## TESTO DA LEGGERE

★ ★ ★ ★ ★

Appennino

Tosco -Emiliano

Percorso da Vignola alla Val di Luce

Vista del Cimone

Decidemmo di trascorrere una giornata all'interno del Parco Nazionale dell'Appennino Tosco-Emiliano, fra le province di Modena e Pistoia, attraversando i piccoli borghi montani, che regalo ai turisti scorci di un tempo ormai lontano. Per molte realtà montane questi restano solo ricordi, in quanto la gran parte delle località di questi monti è quasi disabitata durante l’anno, ma tornano a rivivere solamente durante il periodo estivo ed invernale, quando gli impianti sciistici ripartono e le seggiovie portano in quota i turisti.
Partiamo da Vignola e percorriamo la Strada Statale 4, che conduce attraverso il comune di Marano sul Panaro, immettendoci sulla strada Fondovalle che costeggia il fiume Panaro e proseguiamo in direzione di Fanano, arrivando ad un bivio con le indicazioni: Fanano- Trentino e Poggioraso-Sestola.

★ ★ ★ ★ ★

## MATERIALE GREZZO

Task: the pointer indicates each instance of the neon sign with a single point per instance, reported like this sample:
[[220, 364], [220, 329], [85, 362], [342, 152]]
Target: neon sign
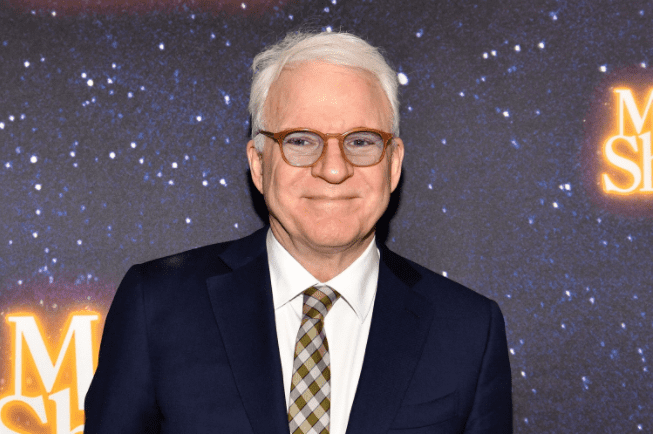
[[48, 393], [634, 160], [617, 153]]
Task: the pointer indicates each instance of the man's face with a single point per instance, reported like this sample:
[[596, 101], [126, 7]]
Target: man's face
[[332, 206]]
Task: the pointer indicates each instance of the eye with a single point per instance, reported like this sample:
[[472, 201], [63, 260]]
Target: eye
[[363, 139], [302, 139]]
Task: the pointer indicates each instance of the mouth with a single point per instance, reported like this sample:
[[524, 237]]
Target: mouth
[[330, 198]]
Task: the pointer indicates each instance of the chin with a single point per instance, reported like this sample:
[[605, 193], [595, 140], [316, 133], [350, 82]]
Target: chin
[[334, 234]]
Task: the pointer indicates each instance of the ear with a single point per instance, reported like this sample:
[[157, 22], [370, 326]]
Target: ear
[[255, 165], [396, 159]]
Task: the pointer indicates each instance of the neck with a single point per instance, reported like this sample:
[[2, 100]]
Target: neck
[[323, 262]]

★ ★ ★ ★ ★

## COMPLETARE QUANTO SEGUE
A. Risponda alle seguenti domande sul testo relativo al percorso da Vignola alla Val di Luce:
(i) Fra quali province si estende il Parco Nazionale dell'Appennino Tosco-Emiliano?
(ii) In quali periodi dell'anno le località di questi monti tornano a rivivere?
(iii) Quale strada statale si percorre partendo da Vignola?
B. Citi fedelmente il testo sul percorso da Vignola alla Val di Luce, dalle parole "Partiamo da Vignola" giù fino alle parole "Trentino e Poggioraso-Sestola.".

## RISULTATI ESERCITAZIONE
A.
(i) Fra le province di Modena e Pistoia.
(ii) Durante il periodo estivo e quello invernale.
(iii) La Strada Statale 4.

B.
Partiamo da Vignola e percorriamo la Strada Statale 4, che conduce attraverso il comune di Marano sul Panaro, immettendoci sulla strada Fondovalle che costeggia il fiume Panaro e proseguiamo in direzione di Fanano, arrivando ad un bivio con le indicazioni: Fanano- Trentino e Poggioraso-Sestola.